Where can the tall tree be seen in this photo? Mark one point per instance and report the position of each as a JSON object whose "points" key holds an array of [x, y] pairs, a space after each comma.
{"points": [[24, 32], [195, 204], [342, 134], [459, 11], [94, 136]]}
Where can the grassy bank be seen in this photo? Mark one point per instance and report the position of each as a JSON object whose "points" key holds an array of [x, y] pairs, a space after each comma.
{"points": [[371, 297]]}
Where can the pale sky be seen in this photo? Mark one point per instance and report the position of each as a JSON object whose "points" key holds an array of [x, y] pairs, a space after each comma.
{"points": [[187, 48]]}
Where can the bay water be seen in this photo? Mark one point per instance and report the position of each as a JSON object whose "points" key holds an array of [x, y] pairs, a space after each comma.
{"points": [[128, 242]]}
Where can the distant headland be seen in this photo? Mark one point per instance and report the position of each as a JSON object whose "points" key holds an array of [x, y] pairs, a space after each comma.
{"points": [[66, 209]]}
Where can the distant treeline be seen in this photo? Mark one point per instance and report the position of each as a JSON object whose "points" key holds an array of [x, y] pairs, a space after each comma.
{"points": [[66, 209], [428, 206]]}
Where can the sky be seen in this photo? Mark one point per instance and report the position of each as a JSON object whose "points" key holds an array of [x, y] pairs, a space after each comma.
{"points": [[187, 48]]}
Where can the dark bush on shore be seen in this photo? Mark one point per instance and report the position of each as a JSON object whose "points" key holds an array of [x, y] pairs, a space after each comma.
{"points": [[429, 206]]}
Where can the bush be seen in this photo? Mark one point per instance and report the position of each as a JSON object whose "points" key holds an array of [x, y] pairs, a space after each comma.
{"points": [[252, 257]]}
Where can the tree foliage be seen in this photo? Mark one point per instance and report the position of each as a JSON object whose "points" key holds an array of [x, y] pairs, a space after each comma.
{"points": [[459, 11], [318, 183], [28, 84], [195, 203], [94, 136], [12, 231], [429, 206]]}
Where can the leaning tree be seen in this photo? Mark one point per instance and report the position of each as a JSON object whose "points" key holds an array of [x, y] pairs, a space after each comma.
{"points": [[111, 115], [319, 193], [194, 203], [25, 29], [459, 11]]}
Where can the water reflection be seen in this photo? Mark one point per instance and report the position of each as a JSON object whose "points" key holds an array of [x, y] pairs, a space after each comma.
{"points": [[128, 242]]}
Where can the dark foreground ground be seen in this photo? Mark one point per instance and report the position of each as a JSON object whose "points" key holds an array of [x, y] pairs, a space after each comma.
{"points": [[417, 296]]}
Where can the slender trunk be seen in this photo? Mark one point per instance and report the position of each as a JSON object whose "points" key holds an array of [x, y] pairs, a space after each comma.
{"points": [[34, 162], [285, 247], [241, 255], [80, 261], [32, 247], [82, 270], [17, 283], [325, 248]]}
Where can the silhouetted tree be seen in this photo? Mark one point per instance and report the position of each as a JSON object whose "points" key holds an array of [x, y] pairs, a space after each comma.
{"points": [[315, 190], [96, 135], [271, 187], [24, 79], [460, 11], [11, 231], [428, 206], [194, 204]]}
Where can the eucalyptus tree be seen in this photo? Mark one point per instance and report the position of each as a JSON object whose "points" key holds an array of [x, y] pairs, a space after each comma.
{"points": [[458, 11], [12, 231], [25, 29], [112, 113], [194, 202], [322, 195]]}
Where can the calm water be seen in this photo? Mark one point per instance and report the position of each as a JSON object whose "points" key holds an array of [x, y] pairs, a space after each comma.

=-=-=-=-=

## [Aim]
Copy every row above, word for word and in the same order.

## [Output]
Where can the tall tree be seen in this photo? Mark one point per instance and report the position of each as a JSON object whose "points" key holds an array of [x, y] pairs, a space after each comma.
{"points": [[24, 32], [195, 204], [342, 134], [459, 11], [94, 136]]}
Where can the grassy bank be seen in this photo? Mark one point per instance and report the position of each as a JSON object whose "points" key holds an array of [x, y] pairs, a space after each comma.
{"points": [[371, 297]]}
Where can the pale sky be seen in this photo? Mark one point per instance and report the position of each as a JSON object whose "points" key holds an array of [x, y] pairs, a space after each comma.
{"points": [[187, 48]]}
Where can the bay water be seen in this photo? Mark one point per instance and report the position of each as a JSON object whose "points" key holds an array of [x, y] pairs, a space after each comma.
{"points": [[128, 242]]}
Where can the distant headland be seen in this photo? Mark one point per instance and report the position of each as a JSON object whose "points" key holds an array of [x, y] pairs, a space after each comma.
{"points": [[66, 209]]}
Where can the distant treeline be seen in this photo? Mark one point per instance and report the position of each as a JSON object whose "points" key holds an array of [x, y] pairs, a space after each comma.
{"points": [[66, 209], [428, 206]]}
Where can the sky be seen in this photo? Mark one point per instance and report the position of each as a JSON object whose "points" key holds an array of [x, y] pairs, a space after each comma.
{"points": [[187, 48]]}
Where can the dark bush on shore be seen in this photo? Mark one point per instance and report the position of each as a JSON object whose "points" key holds an array of [x, y] pairs, a space after each comma.
{"points": [[429, 206]]}
Where can the bush be seen in this photo? Mark one point per instance and report the position of each as a JSON object whose "points" key holds an array of [x, y] pairs, a space after each comma.
{"points": [[252, 257]]}
Where can the tree foliage be seen in this photo? Mark one point per instance and report the position of each as a JSON object whose "points" key holds an array of [x, y] pairs, a space after each comma.
{"points": [[459, 11], [318, 183], [28, 84], [195, 203], [94, 136], [12, 231], [429, 206]]}
Where can the leaning tree be seen in this photo? Mark one point per instance and report the position of each as a JSON object whose "points" key holds an array of [x, y] pairs, a space after each comma.
{"points": [[111, 115], [319, 193], [194, 203], [25, 29], [459, 11]]}
Where can the water reflection be seen in this photo? Mark one point per instance and report the position of each as a JSON object whose "points" key holds an array of [x, y] pairs, a space after each comma.
{"points": [[128, 242]]}
Where can the dark foreground ground be seen in this photo? Mark one point per instance and report the position of each as a JSON object whose "points" key holds an array of [x, y] pairs, a space after each comma.
{"points": [[417, 296]]}
Where can the slender trunk be seen in this photo? Mark one point per instance and report the position of each as a JSON object whose "points" key holds an array of [x, y] pairs, a space after each comma.
{"points": [[34, 162], [285, 247], [241, 255], [80, 261], [32, 247], [82, 270], [17, 283], [325, 248]]}
Where can the silhouetted tree be seen in this photo? Mark one point per instance and report the position of each as a JSON object whose "points" key holds an array of [x, y] pairs, a space after each comma.
{"points": [[315, 190], [96, 135], [271, 187], [24, 79], [460, 11], [11, 231], [428, 206], [194, 204]]}
Where can the eucalyptus tree be seen in this photo? Mark one point per instance and report the position of each as a JSON object whose "points" key holds an array of [x, y] pairs, a space after each comma.
{"points": [[458, 11], [12, 231], [25, 29], [112, 113], [194, 202], [322, 195]]}
Where can the calm water be seen in this photo? Mark one point per instance and report the position of each as a JSON object whose "points" key holds an array of [x, y] pairs, a space after each comma.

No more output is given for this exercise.